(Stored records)
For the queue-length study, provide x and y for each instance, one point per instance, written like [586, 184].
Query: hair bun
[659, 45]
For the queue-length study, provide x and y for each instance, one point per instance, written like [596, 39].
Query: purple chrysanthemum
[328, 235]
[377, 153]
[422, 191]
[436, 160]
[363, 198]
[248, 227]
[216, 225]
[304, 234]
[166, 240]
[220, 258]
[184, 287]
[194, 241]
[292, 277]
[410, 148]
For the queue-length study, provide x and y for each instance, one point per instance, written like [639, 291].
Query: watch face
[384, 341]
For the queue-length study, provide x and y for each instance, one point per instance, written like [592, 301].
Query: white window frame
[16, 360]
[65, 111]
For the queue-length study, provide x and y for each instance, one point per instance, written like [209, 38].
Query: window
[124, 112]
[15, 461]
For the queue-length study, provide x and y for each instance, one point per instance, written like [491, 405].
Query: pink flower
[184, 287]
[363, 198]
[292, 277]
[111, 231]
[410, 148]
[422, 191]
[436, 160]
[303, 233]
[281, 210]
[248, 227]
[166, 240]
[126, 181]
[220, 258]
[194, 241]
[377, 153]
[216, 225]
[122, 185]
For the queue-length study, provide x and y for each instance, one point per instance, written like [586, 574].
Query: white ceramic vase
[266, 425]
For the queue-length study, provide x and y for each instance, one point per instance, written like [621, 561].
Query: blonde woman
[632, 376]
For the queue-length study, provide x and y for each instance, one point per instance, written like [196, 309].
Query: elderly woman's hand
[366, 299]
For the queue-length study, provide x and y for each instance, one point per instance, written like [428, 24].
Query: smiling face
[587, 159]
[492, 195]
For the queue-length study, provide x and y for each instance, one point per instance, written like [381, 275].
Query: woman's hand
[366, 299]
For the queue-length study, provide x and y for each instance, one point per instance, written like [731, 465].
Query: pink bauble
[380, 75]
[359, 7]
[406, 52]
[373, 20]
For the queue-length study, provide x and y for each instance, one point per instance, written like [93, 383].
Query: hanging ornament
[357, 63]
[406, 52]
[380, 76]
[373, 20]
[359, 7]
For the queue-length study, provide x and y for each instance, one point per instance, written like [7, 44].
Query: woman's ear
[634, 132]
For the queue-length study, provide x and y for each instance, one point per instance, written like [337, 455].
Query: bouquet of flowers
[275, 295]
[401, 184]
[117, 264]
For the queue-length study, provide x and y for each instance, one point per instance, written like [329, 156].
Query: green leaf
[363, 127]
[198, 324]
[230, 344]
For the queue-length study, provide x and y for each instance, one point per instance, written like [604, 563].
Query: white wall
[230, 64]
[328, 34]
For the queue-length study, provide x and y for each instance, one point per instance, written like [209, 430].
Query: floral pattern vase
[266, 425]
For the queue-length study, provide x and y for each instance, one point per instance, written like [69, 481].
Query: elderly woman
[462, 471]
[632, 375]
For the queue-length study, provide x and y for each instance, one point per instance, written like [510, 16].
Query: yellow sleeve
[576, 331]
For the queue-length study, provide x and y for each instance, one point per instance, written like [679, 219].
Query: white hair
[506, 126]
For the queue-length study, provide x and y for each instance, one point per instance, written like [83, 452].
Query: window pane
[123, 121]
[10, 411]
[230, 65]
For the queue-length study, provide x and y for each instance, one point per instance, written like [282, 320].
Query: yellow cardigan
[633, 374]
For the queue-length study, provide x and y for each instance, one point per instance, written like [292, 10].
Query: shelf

§ **Stated task**: Everything from the line with "like [679, 219]." to the end of the listing above needs to be duplicated exactly, both end lines included, with nothing more.

§ **Answer**:
For the queue-length study, provide x and y for each instance, one point per instance, written like [679, 219].
Query: white hair
[506, 126]
For the queue-length study, provide x and y for each instance, one point per instance, written like [83, 452].
Query: window pane
[123, 121]
[10, 411]
[230, 65]
For the queue-length study, provide x and y for each instance, one point per instance, written like [282, 320].
Query: yellow cardigan
[633, 374]
For the queue-length study, provide x and y for each instance, one point per instance, written like [292, 10].
Query: shelf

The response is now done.